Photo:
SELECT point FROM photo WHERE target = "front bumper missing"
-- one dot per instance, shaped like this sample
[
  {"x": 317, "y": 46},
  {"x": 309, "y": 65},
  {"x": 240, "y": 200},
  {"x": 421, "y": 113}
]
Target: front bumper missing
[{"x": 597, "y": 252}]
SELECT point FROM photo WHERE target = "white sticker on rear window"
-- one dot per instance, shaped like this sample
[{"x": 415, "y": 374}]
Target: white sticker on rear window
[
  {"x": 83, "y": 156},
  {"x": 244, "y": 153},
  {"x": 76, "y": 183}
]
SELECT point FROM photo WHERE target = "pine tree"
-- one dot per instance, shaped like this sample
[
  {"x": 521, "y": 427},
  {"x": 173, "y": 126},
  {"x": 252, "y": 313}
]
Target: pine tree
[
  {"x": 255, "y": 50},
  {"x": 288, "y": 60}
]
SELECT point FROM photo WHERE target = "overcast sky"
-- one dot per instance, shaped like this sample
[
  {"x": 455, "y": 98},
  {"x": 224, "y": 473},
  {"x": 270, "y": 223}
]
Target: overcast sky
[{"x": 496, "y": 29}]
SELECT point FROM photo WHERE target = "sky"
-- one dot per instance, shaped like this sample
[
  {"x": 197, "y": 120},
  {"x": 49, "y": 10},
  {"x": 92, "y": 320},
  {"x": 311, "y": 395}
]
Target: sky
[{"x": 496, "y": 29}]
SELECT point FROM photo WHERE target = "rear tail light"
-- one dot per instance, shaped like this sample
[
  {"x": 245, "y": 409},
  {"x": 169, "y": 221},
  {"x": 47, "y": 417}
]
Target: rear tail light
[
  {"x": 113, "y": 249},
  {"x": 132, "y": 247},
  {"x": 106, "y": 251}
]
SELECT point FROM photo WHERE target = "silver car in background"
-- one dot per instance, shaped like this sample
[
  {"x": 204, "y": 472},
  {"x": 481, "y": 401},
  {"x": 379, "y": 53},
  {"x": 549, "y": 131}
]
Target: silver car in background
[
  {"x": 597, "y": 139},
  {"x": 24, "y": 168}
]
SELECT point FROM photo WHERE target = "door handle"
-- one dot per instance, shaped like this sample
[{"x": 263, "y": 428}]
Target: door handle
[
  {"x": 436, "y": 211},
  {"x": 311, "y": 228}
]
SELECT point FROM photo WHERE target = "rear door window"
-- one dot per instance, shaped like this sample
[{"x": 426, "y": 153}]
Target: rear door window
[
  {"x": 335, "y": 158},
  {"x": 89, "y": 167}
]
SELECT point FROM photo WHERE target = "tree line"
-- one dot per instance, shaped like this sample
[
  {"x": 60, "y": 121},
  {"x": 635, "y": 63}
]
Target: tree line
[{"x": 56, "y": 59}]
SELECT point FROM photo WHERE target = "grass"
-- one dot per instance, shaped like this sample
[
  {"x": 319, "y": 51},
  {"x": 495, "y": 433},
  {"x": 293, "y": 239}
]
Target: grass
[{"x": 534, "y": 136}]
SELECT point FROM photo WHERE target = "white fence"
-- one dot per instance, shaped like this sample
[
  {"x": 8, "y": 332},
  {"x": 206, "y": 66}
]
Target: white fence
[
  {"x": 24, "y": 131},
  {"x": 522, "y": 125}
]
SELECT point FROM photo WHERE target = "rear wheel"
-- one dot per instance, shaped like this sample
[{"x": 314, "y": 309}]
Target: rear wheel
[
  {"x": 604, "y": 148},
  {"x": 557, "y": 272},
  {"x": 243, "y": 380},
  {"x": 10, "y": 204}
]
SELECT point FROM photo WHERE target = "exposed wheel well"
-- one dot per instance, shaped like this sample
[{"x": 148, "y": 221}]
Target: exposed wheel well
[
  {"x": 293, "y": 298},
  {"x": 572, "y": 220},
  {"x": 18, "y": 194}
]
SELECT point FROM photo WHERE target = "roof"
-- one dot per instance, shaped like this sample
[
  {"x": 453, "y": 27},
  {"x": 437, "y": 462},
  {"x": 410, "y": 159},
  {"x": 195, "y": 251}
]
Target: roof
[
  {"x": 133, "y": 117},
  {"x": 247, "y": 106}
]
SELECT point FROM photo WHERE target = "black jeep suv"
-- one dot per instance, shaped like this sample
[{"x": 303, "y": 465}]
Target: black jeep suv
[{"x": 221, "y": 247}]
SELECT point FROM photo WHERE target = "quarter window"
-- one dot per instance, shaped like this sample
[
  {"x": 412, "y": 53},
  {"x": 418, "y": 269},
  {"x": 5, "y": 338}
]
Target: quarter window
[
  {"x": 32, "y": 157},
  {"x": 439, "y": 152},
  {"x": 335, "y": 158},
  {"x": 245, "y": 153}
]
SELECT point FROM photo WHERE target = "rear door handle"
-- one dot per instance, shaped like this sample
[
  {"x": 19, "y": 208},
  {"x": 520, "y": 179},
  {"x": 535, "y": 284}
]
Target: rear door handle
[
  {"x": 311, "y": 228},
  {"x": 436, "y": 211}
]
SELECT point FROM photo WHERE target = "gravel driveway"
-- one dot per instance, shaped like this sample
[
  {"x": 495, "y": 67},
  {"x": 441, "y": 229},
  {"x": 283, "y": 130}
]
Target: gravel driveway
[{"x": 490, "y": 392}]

+ + + + +

** Assignment **
Your answer should consist of the material above, written out word for word.

** Completed task **
Photo:
SELECT point FROM photo WHERE target = "front bumper missing"
-- one dot per instance, shaped like this sample
[
  {"x": 317, "y": 46},
  {"x": 309, "y": 65},
  {"x": 240, "y": 200},
  {"x": 421, "y": 113}
]
Target: front bumper missing
[{"x": 597, "y": 252}]
SELECT point FROM photo WHERE target = "white sticker on rear window"
-- one dot per instance, shaped like this sample
[{"x": 415, "y": 374}]
Target: white sticker on rear window
[
  {"x": 83, "y": 156},
  {"x": 244, "y": 153},
  {"x": 76, "y": 183}
]
SELECT point FROM photo WHERE target = "pine tree"
-- one dot per instance, shaped like this sample
[
  {"x": 521, "y": 427},
  {"x": 173, "y": 126},
  {"x": 252, "y": 313}
]
Target: pine tree
[
  {"x": 255, "y": 50},
  {"x": 288, "y": 60}
]
SELECT point FROM photo WHERE target = "overcast sky"
-- one dot per instance, shaped like this sample
[
  {"x": 455, "y": 98},
  {"x": 224, "y": 473},
  {"x": 270, "y": 223}
]
Target: overcast sky
[{"x": 496, "y": 29}]
SELECT point FROM photo WHERE target = "sky"
-- one dot per instance, shaped like this sample
[
  {"x": 197, "y": 120},
  {"x": 49, "y": 10},
  {"x": 92, "y": 320},
  {"x": 311, "y": 395}
]
Target: sky
[{"x": 496, "y": 29}]
SELECT point FROM photo WHERE target = "rear tail light"
-- one dot per instance, shaped like this sample
[
  {"x": 245, "y": 409},
  {"x": 169, "y": 221},
  {"x": 47, "y": 417}
]
Target: rear tail light
[
  {"x": 113, "y": 249},
  {"x": 132, "y": 247},
  {"x": 106, "y": 251}
]
SELECT point FROM photo WHERE target = "silver car in background"
-- one dot per instance, shaped like this sample
[
  {"x": 204, "y": 472},
  {"x": 481, "y": 401},
  {"x": 379, "y": 53},
  {"x": 549, "y": 131}
]
Target: silver car in background
[
  {"x": 597, "y": 139},
  {"x": 24, "y": 168}
]
SELECT point FROM photo WHERE target = "door handle"
-- one dot per instance, shaped like this sample
[{"x": 263, "y": 428}]
Target: door handle
[
  {"x": 436, "y": 211},
  {"x": 311, "y": 228}
]
SELECT point FROM photo WHERE target = "rear door window"
-- one dot per instance, shaped like this sample
[{"x": 426, "y": 153}]
Target: rear door window
[
  {"x": 335, "y": 158},
  {"x": 89, "y": 167}
]
SELECT point FROM photo WHERE target = "tree line"
-- one dot per instance, shaped like this sample
[
  {"x": 60, "y": 121},
  {"x": 635, "y": 63}
]
Target: tree line
[{"x": 56, "y": 59}]
SELECT point FROM photo WHERE target = "grass"
-- one dot per instance, shaped like this sample
[
  {"x": 319, "y": 51},
  {"x": 495, "y": 433},
  {"x": 293, "y": 239}
]
Target: grass
[{"x": 534, "y": 136}]
SELECT point FROM photo WHERE target = "white fence"
-- one dot per instance, shaped like this sample
[
  {"x": 8, "y": 332},
  {"x": 206, "y": 66}
]
Target: white fence
[
  {"x": 24, "y": 131},
  {"x": 522, "y": 125}
]
SELECT point FROM photo WHERE target = "rear wheel"
-- one dot per instance, shaped like this sample
[{"x": 314, "y": 309}]
Target: rear wheel
[
  {"x": 604, "y": 148},
  {"x": 557, "y": 272},
  {"x": 243, "y": 380},
  {"x": 10, "y": 204}
]
SELECT point FROM photo WHERE target = "exposed wheel well"
-- one dot per instance, shaped like this sample
[{"x": 148, "y": 221}]
Target: exposed wheel well
[
  {"x": 293, "y": 298},
  {"x": 572, "y": 220},
  {"x": 18, "y": 194}
]
SELECT point FROM photo WHERE target = "roof"
-- one dot per instance, shaped like this sample
[
  {"x": 453, "y": 27},
  {"x": 437, "y": 462},
  {"x": 410, "y": 159},
  {"x": 195, "y": 251}
]
Target: roof
[
  {"x": 133, "y": 117},
  {"x": 247, "y": 106}
]
SELECT point FROM photo WHERE target = "black jeep suv"
-- one dot per instance, shaped like this sample
[{"x": 303, "y": 465}]
Target: black jeep suv
[{"x": 221, "y": 247}]
SELECT point FROM photo WHERE target = "quarter window"
-- one dot per instance, shaped like this sample
[
  {"x": 412, "y": 53},
  {"x": 418, "y": 269},
  {"x": 5, "y": 338}
]
Target: quarter window
[
  {"x": 32, "y": 157},
  {"x": 439, "y": 152},
  {"x": 335, "y": 158},
  {"x": 245, "y": 153}
]
SELECT point FROM photo WHERE target = "rear door handle"
-- one dot per instance, shaped like this sample
[
  {"x": 19, "y": 208},
  {"x": 520, "y": 179},
  {"x": 535, "y": 284}
]
Target: rear door handle
[
  {"x": 311, "y": 228},
  {"x": 436, "y": 211}
]
SELECT point FROM photo WHERE target = "gravel driveway"
-- one dot per instance, shaped like this sample
[
  {"x": 495, "y": 67},
  {"x": 441, "y": 229},
  {"x": 283, "y": 130}
]
Target: gravel driveway
[{"x": 490, "y": 392}]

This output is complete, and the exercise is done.